* Start DATA FOR THIS TASK *

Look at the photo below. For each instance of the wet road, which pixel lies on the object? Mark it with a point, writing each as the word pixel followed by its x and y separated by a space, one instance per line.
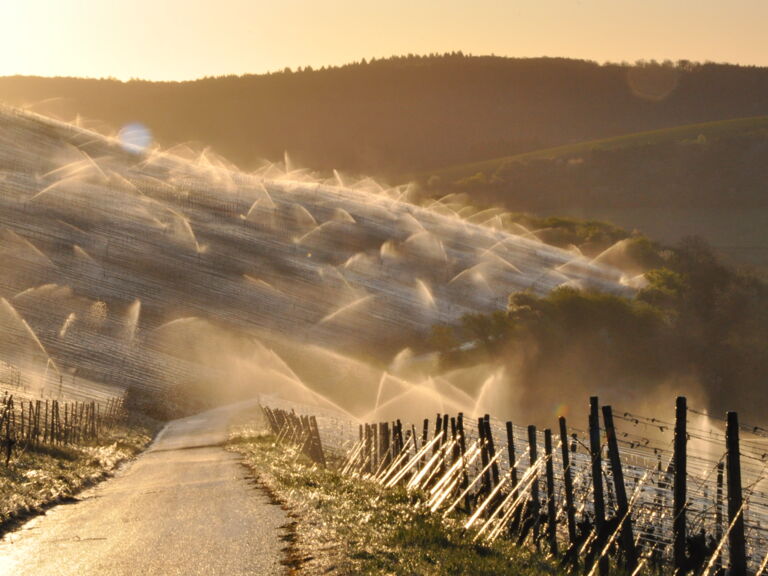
pixel 184 507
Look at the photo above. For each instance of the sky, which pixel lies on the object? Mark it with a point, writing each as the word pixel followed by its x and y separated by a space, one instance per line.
pixel 187 39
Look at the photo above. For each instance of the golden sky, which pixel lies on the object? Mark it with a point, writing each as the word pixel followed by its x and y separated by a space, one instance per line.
pixel 186 39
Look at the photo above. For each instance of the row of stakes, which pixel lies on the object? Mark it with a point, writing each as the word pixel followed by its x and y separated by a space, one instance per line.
pixel 33 423
pixel 301 431
pixel 511 506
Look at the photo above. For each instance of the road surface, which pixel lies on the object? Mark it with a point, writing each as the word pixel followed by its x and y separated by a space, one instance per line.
pixel 184 507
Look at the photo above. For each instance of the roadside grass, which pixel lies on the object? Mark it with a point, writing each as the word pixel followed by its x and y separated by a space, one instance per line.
pixel 348 526
pixel 40 477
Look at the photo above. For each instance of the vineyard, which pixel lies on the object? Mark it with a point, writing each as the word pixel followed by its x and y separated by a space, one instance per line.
pixel 630 492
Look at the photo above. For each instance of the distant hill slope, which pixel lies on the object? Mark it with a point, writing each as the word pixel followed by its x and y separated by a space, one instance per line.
pixel 705 179
pixel 408 115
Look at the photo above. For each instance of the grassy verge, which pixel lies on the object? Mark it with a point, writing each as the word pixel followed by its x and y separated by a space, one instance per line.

* End DATA FOR THIS TASK *

_SET PROBLEM_. Copy out the whole listing above without changing a word, and omit the pictures.

_CORRECT ANSWER_.
Look at the photo below. For each instance of the wet road, which pixel lies on the object? Mark it with a point, writing each as the word pixel followed by its x and y separated by a space, one instance per line.
pixel 184 507
Look at the photo above. For each instance of the sky, which pixel lies on the object? Mark it with a point, writing each as the word pixel followed by its x and y separated by a space, one instance per line.
pixel 187 39
Look at the photo above. For each instance of the golden sky, which pixel lies on the object? Mark it with a point, writing each as the word pixel followed by its x and y separated by a space, one instance per line.
pixel 186 39
Look at the photo above. For each instance of the row of stakes, which pixel lies on the object? Mark it with a point, writing each as the word pixel followed by its x and y separated by a space, one instance per line.
pixel 33 423
pixel 301 431
pixel 511 506
Look at the photo above. For each instance of the road surface, which pixel lies on the object? Mark it with a point, writing each as the word pixel followed by its x and y separated by a space, one instance per line.
pixel 184 507
Look at the photo above. For each instance of the roadside grass, which pixel lies on the object? Mark it with a point, writing each as the word pixel followed by its x and y separated by a space, one instance per line.
pixel 348 526
pixel 40 477
Look at the photo above. For each instance of the vineyard, which pixel lies on the object? Mark it with a point, writing each as the word pixel followed by its x and y separated by a space, one instance per line.
pixel 630 492
Look at the photo above. For each instance of the distant hill slope, which pixel lies on the object? Mark it with a point, writing each as the word pixel followed by its x and y separated by a space, one instance per line.
pixel 705 179
pixel 408 115
Look at the photo above. For each instance of the grassy verge, which pixel lies on the object? Mark it with a point, writing each as the word pixel followed by its x and y separated by a space, one instance per line.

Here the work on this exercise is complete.